→ **Set problem**:
Please write out each of the entries below word for word, keeping every line unchanged.

→ **Record set**:

○ ○ ○ ○ ○

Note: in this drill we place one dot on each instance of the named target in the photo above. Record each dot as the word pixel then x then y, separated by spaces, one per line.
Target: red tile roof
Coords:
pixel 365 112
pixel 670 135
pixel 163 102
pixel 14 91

○ ○ ○ ○ ○

→ **Worked solution**:
Note: in this drill we place one dot on each instance of the named target in the photo above. Record each dot as the word pixel then x then y, separated by spaces, one per line.
Target: red tile roof
Coords:
pixel 365 112
pixel 670 135
pixel 163 102
pixel 14 91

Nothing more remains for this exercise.